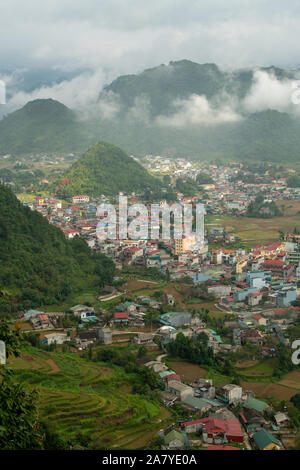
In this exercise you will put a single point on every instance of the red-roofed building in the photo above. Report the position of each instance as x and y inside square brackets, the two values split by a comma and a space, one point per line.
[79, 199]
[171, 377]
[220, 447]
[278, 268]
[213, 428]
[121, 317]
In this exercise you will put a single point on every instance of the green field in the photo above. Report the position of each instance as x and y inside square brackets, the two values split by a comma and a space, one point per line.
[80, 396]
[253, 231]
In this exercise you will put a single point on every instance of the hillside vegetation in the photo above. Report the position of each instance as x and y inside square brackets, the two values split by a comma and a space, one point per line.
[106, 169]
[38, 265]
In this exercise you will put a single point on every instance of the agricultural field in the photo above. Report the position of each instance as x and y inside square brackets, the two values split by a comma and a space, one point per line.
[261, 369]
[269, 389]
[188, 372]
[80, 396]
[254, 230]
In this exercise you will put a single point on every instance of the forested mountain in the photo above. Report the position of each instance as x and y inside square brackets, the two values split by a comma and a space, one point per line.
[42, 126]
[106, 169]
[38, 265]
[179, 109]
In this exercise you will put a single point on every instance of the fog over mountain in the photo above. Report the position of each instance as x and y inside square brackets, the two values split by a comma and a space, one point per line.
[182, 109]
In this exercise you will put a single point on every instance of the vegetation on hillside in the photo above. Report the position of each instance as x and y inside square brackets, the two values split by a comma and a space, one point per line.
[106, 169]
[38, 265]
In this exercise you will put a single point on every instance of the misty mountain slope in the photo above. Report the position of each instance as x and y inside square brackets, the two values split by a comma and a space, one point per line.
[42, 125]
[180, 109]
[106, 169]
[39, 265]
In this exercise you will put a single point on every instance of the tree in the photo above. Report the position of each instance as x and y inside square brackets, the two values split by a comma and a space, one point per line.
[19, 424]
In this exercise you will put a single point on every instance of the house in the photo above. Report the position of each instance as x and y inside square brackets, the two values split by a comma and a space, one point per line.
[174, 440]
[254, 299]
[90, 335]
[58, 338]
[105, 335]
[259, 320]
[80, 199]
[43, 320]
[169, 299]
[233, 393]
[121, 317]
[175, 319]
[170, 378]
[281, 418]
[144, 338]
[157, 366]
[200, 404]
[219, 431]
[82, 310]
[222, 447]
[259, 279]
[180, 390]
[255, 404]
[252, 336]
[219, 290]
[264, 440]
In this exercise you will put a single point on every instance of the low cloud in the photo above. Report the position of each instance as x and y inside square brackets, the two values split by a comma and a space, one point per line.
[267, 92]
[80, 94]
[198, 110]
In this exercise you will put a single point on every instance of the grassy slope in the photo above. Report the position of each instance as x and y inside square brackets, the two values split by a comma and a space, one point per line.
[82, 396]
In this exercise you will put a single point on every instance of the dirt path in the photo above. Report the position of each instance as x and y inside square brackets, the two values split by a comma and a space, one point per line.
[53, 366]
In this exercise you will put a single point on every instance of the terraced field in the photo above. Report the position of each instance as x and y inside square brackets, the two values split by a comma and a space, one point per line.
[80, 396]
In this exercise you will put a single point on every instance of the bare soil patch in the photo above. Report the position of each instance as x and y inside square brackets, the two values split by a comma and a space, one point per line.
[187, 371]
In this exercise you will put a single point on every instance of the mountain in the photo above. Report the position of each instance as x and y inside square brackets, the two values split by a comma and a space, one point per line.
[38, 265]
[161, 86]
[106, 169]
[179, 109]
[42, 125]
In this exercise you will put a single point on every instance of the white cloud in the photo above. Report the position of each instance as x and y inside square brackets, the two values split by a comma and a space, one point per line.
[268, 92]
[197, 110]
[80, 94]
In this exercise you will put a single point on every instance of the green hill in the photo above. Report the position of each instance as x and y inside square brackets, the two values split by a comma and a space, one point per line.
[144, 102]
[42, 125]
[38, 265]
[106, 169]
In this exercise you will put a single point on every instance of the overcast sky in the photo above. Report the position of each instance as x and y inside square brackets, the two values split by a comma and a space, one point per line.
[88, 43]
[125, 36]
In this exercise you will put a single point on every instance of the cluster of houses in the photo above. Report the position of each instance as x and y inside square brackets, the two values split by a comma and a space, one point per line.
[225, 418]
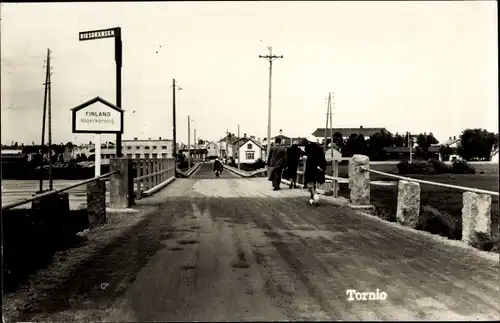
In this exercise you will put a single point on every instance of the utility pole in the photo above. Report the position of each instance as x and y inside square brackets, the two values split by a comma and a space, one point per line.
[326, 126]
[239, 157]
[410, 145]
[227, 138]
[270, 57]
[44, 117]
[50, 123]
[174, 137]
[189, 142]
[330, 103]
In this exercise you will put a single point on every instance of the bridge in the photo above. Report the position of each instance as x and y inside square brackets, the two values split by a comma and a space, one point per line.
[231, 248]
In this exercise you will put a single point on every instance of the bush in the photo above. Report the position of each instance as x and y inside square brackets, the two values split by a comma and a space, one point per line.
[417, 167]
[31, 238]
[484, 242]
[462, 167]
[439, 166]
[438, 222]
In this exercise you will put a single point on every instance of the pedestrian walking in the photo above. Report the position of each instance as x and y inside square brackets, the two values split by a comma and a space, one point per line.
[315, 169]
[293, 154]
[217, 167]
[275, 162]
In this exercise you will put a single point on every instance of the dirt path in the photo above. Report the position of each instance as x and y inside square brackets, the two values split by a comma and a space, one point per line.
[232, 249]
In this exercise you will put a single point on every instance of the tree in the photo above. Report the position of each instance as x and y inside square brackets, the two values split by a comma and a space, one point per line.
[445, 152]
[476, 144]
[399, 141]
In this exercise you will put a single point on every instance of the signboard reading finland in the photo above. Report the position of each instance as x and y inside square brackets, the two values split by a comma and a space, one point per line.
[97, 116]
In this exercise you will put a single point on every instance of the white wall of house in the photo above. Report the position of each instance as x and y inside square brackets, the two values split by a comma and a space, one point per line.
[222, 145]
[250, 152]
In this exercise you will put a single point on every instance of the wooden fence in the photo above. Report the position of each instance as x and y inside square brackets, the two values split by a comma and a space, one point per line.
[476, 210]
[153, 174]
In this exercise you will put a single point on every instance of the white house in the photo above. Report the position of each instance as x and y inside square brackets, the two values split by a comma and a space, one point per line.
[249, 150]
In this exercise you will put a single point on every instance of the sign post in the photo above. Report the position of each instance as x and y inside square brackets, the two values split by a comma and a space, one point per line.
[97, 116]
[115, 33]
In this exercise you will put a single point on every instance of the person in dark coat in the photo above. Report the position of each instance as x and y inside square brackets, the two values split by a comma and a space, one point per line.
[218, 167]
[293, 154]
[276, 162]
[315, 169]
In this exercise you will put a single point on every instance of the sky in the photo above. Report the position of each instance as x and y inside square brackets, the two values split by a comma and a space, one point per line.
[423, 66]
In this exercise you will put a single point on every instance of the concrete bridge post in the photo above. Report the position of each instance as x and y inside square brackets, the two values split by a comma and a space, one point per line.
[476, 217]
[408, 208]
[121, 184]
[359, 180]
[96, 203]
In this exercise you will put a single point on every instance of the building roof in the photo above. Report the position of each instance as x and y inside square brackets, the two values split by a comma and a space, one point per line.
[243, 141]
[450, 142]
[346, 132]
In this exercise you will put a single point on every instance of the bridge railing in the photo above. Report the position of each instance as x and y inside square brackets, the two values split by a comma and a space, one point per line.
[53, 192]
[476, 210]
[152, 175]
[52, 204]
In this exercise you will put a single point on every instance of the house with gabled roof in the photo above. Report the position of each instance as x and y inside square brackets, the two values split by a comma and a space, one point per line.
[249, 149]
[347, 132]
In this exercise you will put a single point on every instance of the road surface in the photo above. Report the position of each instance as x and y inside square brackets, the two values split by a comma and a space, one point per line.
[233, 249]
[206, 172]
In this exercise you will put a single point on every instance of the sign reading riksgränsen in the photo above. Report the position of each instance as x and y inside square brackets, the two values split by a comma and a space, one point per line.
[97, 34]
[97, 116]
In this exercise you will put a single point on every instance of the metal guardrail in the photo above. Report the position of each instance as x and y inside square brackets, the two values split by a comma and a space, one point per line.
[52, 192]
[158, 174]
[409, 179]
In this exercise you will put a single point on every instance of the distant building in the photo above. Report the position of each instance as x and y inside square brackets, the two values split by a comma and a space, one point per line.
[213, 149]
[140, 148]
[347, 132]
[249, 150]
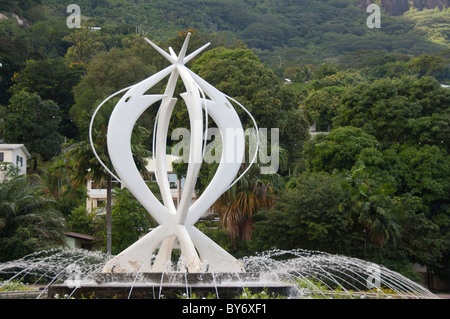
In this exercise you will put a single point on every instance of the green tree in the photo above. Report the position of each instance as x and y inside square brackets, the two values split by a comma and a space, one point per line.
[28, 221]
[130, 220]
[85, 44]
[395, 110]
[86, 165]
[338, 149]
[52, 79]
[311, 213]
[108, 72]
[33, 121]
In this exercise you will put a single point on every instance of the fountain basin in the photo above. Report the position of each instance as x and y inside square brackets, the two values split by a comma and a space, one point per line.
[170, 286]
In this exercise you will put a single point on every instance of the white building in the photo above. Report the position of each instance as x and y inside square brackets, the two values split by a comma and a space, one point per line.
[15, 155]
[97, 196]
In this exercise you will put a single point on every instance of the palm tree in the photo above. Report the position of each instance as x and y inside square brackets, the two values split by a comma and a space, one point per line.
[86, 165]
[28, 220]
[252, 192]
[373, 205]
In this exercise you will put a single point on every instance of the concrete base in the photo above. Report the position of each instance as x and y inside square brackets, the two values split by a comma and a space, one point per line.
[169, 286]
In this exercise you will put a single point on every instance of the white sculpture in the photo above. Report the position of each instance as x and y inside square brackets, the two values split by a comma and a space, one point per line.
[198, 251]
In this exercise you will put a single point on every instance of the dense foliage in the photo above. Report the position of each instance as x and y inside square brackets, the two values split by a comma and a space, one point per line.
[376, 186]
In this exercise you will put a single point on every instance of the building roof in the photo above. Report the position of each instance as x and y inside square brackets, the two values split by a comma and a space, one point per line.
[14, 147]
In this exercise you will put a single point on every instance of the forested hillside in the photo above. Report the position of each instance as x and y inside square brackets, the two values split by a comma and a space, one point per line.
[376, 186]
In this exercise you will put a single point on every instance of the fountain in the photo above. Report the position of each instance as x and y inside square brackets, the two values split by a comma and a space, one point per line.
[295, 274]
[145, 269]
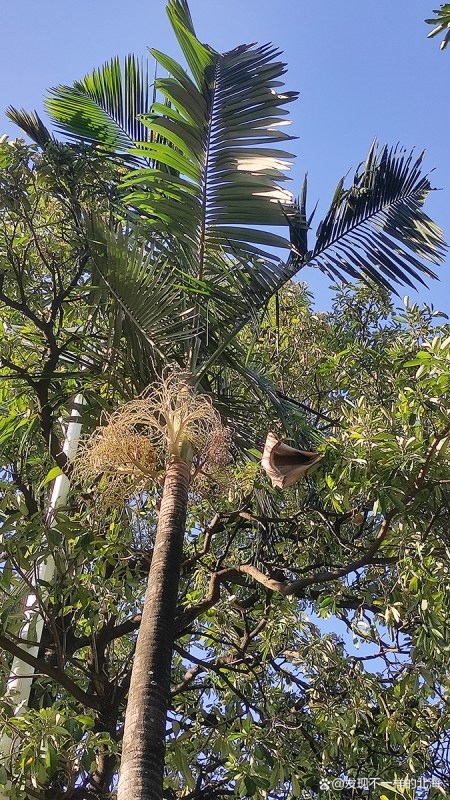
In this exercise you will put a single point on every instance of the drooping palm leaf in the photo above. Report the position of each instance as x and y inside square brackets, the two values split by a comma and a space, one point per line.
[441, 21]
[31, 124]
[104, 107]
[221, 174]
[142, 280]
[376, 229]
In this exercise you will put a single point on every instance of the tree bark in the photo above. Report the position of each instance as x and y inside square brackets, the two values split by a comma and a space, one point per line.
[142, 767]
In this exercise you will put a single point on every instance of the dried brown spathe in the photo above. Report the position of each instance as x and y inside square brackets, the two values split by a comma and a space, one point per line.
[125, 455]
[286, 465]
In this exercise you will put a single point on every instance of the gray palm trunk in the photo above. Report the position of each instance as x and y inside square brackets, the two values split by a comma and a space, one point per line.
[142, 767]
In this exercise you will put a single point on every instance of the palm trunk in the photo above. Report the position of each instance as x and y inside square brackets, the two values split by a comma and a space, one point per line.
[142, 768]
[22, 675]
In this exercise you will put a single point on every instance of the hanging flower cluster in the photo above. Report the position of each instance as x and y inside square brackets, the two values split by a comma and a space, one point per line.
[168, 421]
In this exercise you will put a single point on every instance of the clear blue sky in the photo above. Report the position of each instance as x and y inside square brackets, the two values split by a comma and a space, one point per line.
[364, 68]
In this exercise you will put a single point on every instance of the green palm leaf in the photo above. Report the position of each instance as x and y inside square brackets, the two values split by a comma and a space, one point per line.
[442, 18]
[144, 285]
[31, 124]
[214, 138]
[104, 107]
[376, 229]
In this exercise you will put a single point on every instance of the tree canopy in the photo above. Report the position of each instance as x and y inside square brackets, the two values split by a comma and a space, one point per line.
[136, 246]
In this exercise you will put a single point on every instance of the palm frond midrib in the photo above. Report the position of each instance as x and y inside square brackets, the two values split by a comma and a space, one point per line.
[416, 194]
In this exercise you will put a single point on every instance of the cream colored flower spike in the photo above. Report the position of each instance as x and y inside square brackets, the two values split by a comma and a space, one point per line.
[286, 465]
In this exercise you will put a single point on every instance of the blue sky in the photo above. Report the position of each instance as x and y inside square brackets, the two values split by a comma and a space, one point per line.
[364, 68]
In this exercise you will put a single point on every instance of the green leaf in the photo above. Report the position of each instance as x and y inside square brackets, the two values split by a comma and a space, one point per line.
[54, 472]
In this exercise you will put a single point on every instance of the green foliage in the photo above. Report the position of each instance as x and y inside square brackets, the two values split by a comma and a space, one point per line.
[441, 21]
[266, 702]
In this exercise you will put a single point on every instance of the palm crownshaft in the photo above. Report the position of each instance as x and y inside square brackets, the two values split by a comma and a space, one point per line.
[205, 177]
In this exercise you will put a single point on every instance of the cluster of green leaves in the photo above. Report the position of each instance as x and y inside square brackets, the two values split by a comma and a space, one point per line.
-------
[Stated task] Reproduce the listing above exactly from the line containing "the palm frond" through its last line, with both of those lines included.

[Exercise result]
In this exercise you will put a single point on every instance of the palm frond midrib in the photo above. Report the position of each instance as x and y inside square brackets, the two values split by a comma and a space, one point per line.
[416, 194]
In this exercise you will put a single point on every instance of the cream colored flower spike in the photo above. Report the position of each instance as x and y inside square brackets, the two values split by a comma and a space, one point per line.
[286, 465]
In this exercise you will put a single point on every instance of the blue sky in the photo above. Report the position of each instance as x and y inside square brackets, the two values split by a comma and a space, one point per line.
[364, 68]
In this exercise you will put a single point on every instance of the green leaf in the photo above. Report the position of each instance as x and y inside square brackets, the two values split by a comma and a space, one point per line.
[54, 472]
In this exercise you will put a single point on every instance of the green foliage in the photo above. Report the position of each instance as x and y inside square brackets, the two values split by a comma and a space, one point per line.
[441, 21]
[266, 702]
In this exercise you will put a single point on every instance of the palm crownshaft in the photo above. Report the position of each instance as x and y inside square brackets, the two values split by a comma and a space, one point per line.
[205, 177]
In this exercise you will put a single point on every instance of the cluster of green leaves in the photo above. Report the position of each instance as x and y inside square brackets, the two values split by a comma and a space, one point per line.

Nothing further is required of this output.